● **Brief**
Could you pick up the lab handout on statistics in language data, shown below ahead of the data, right after its last line and keep writing it?

● **Source text**

CS91R Lab 03: Statistics in language data

Parts 1 and 2 Due Wednesday, February 19, before midnight

Parts 3 and 4 Due Wednesday, February 26, before midnight

Goals

The goals for this lab assignment are:

Learn about types and tokens
Learn about Zipf’s law
Experimentally determine the accuracy of Zipf’s law
Experimentally determine the accuracy of an English spelling rule
Learn about the log-odds ratio
Experimentally determine differences across corpora using the log-odds ratio

Cloning your repository

Log into the CS91R-S25 github organization for our class and find your git repository for Lab 03, which will be of the format lab03-user1-user2, where user1 and user2 are you and your partner’s usernames.

You can clone your repository using the following steps while connected to the CS lab machines:

# cd into your cs91r/labs sub-directory and clone your lab03 repo
$ cd ~/cs91r/labs
$ git clone git@github.swarthmore.edu:CS91R-S25/lab03-user1-user2.git

# change directory to list its contents
$ cd ~/cs91r/labs/lab03-user1-user2

# ls should list the following contents
$ ls
README.md    ibeforee.py  logodds.py   zipf.py

Terminology

Types vs Tokens

In this lab, we refer to types and tokens.

When we talk about the tokens in a text, we are referring to every item in the text, including duplicates. When we talk about the types in a text, we are referring to the unique items in the text, with no duplicates.

For example, last week we calculated the frequencies for each of the lower-cased words in the string 'The cat in the hat ate the rat in the vat':

>>> text = "The cat in the hat ate the rat in the vat"
>>> tokens = get_words(text.lower())
>>> tokens
['the', 'cat', 'in', 'the', 'hat', 'ate', 'the', 'rat', 'in', 'the', 'vat']
>>> len(tokens)
11
>>> types = words_by_frequency(words)

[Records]

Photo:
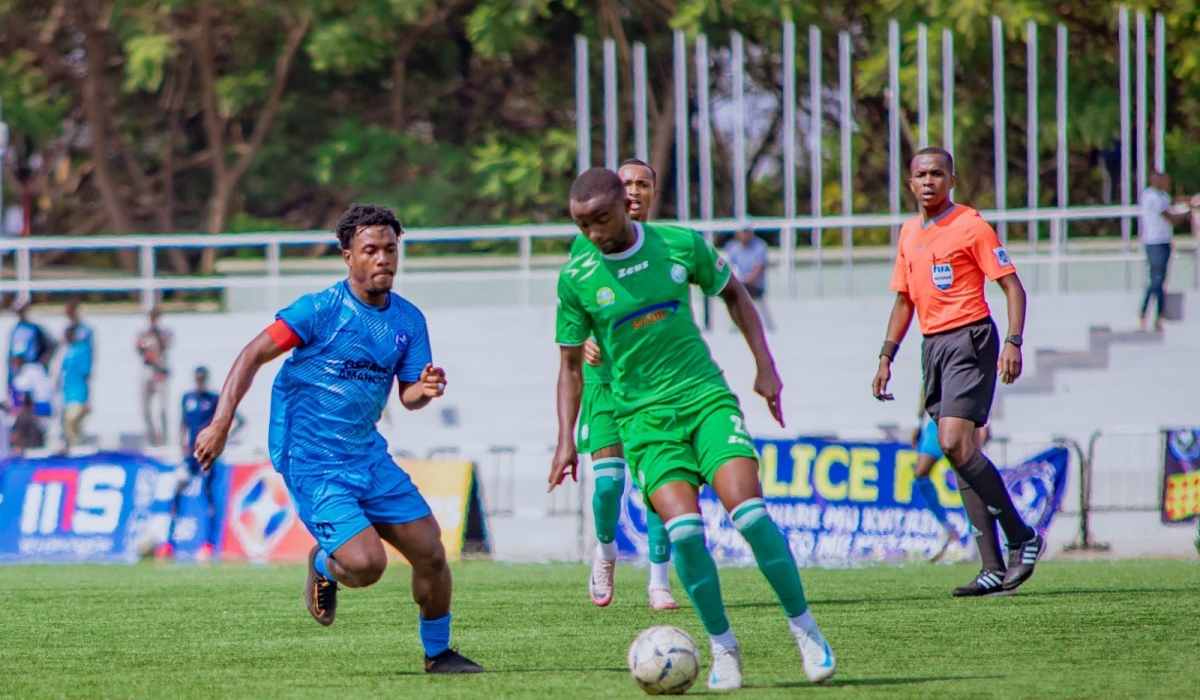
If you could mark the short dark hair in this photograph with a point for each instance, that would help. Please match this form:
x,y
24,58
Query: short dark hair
x,y
360,215
654,175
597,183
935,151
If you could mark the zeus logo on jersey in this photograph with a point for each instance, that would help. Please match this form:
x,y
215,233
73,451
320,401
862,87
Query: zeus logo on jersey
x,y
364,371
633,269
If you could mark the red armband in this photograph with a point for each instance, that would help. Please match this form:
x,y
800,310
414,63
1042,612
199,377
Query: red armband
x,y
283,336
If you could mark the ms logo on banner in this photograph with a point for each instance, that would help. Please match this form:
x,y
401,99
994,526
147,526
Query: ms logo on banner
x,y
67,501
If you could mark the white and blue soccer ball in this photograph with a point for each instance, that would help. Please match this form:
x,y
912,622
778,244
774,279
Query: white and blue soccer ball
x,y
664,660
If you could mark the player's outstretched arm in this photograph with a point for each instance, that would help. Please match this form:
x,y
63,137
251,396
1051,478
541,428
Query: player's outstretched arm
x,y
210,443
898,325
744,315
1009,365
417,395
570,393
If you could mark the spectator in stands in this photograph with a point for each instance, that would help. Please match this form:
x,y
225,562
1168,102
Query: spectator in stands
x,y
75,377
1156,227
31,395
748,256
29,341
153,346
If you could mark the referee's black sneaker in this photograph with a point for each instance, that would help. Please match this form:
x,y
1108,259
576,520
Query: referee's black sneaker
x,y
1021,560
451,662
988,582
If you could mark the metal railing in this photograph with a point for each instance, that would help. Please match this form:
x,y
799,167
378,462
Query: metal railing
x,y
149,283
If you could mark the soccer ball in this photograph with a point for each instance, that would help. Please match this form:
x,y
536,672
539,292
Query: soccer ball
x,y
664,660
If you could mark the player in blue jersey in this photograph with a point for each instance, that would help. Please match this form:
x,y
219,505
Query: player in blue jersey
x,y
195,414
351,343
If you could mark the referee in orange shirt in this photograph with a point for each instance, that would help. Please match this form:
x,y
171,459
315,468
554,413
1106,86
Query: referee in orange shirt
x,y
946,256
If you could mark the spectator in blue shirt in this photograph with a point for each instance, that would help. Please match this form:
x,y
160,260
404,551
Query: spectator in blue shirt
x,y
29,341
76,376
196,413
748,257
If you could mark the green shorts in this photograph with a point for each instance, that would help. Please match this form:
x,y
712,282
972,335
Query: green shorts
x,y
689,444
598,425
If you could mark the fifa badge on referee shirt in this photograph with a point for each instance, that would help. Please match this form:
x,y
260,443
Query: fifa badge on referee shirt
x,y
943,275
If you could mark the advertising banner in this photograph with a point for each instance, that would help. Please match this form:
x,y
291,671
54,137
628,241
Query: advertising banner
x,y
1181,476
107,507
840,503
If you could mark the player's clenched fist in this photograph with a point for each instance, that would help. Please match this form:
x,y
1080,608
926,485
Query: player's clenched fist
x,y
433,381
210,443
565,464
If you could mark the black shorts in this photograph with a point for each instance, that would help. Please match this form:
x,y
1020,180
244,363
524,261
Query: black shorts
x,y
960,371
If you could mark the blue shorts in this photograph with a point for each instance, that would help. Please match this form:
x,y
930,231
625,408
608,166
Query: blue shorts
x,y
928,442
337,504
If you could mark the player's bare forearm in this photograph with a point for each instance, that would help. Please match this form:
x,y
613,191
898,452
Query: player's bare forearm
x,y
570,392
257,353
1015,294
745,317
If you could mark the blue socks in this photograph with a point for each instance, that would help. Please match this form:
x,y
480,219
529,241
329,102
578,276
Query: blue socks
x,y
435,635
929,492
318,563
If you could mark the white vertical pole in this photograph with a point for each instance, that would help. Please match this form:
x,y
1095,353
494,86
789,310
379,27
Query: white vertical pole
x,y
705,126
894,178
1159,93
641,150
1126,131
610,103
997,90
582,107
923,85
1062,149
787,235
681,79
816,123
847,195
739,126
1140,58
1032,172
948,95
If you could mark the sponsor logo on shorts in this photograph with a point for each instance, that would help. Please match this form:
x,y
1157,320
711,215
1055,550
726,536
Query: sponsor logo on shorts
x,y
649,315
943,275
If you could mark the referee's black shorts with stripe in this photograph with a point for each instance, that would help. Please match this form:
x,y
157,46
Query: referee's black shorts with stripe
x,y
959,368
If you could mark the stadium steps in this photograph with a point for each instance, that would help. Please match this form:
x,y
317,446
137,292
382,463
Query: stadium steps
x,y
1048,362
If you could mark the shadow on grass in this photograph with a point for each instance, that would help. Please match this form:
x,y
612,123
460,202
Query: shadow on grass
x,y
871,682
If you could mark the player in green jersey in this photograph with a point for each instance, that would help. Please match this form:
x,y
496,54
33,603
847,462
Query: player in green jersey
x,y
599,436
679,423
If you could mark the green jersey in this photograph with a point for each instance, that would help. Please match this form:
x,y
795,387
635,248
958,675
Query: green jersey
x,y
637,304
601,375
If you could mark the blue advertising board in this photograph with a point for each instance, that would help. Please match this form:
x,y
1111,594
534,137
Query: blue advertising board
x,y
107,507
840,503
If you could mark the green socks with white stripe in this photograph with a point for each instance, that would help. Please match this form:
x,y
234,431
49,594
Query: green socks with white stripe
x,y
610,477
697,570
771,550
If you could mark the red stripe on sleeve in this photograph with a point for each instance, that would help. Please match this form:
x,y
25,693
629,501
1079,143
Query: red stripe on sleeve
x,y
283,336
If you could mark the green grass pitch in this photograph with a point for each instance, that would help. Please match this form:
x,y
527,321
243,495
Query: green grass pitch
x,y
1078,629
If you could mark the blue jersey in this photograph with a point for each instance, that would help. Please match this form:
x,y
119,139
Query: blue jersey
x,y
331,392
198,410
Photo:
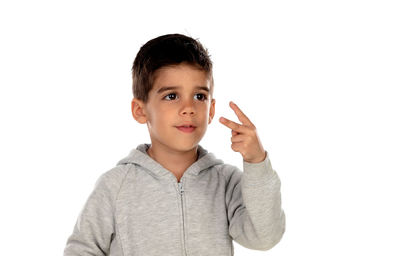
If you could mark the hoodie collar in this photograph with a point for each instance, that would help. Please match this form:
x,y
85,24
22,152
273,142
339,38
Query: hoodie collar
x,y
140,157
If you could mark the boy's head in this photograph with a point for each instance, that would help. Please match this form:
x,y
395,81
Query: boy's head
x,y
166,50
178,61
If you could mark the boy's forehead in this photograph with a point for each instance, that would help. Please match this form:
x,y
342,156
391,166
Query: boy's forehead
x,y
164,80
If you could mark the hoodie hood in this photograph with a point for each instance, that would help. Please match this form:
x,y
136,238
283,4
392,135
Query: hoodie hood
x,y
140,157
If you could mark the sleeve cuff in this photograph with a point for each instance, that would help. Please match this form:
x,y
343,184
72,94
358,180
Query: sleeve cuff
x,y
258,173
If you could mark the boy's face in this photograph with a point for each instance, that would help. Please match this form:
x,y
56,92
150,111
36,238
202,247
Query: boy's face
x,y
167,109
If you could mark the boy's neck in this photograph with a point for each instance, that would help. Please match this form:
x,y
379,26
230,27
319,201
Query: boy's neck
x,y
174,161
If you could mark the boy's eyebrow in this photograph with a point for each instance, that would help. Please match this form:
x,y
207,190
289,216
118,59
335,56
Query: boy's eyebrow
x,y
163,89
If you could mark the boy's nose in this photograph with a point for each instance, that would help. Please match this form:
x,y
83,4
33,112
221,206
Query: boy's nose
x,y
187,108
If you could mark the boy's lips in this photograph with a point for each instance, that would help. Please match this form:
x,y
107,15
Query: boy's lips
x,y
186,128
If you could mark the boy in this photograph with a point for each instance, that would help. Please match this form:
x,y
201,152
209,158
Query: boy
x,y
173,197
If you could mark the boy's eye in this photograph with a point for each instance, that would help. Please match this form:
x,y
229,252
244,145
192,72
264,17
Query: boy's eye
x,y
204,97
172,96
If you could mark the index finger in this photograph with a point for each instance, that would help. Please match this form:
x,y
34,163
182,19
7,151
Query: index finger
x,y
242,117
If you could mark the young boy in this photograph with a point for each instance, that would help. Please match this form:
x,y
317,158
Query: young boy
x,y
173,197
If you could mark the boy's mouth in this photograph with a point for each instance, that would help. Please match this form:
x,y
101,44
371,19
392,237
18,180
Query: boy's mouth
x,y
186,128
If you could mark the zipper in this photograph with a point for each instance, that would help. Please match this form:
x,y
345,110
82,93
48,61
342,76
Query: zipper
x,y
180,185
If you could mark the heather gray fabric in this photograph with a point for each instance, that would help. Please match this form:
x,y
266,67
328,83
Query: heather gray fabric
x,y
137,209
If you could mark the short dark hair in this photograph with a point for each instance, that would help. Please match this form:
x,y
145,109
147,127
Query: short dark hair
x,y
167,50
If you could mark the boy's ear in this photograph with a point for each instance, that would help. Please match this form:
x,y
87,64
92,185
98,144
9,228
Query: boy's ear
x,y
138,111
212,111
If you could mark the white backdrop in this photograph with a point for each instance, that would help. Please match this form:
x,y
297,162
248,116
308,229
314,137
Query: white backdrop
x,y
319,79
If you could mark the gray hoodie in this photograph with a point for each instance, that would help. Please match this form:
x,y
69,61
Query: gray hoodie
x,y
139,209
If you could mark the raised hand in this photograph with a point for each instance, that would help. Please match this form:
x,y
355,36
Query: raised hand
x,y
244,137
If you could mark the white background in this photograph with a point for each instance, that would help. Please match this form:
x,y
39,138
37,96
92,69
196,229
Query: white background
x,y
319,79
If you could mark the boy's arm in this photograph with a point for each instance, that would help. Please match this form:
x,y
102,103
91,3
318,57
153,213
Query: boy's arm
x,y
94,229
256,219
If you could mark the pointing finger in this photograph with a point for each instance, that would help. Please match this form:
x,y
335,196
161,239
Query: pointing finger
x,y
242,117
233,125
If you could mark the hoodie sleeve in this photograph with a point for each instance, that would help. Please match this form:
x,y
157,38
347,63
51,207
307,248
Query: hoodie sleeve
x,y
94,228
256,219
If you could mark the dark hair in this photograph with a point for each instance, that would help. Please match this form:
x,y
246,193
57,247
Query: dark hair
x,y
167,50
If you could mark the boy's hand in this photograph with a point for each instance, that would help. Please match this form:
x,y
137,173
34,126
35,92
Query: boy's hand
x,y
244,137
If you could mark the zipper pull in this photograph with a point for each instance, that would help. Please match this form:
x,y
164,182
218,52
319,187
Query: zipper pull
x,y
180,187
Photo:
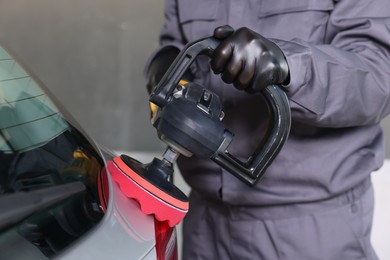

● **The reply**
>>> types
[('the', 4), ('in', 2), ('cat', 1), ('hat', 1), ('ate', 1), ('rat', 1), ('vat', 1)]
>>> len(types)
7

There are 11 tokens in this text. We see these tokens in the words list and we can count the number of tokens by calling len(words).

There are 7 types in this text. We see these types as the first part of each tuple in the counts list: the, in, cat, etc. We can count the number of types by calling len(counts).

1. Copying and modifying Lab 02 files

You will write new program, counts.py that imports the tokenizer.py code you wrote (and copied over from) Lab 2.

Start by copying your tokenizer.py file from last week into this week’s repository.
Once you have a copy of tokenizer.py in this repository, verify that you are using the updated regular expression described in the "Catching underscores" section of Lab 2.
Add tokenizer.py to this week’s repository.

1.1 Counting with a small text-based interface

Your counts.py program should use functions you already created: tokenize, words_by_frequency, and filter_nonwords. Your program should read from a file, if provided as a command-line argument, or read from standard in if no file is provided on the command-line.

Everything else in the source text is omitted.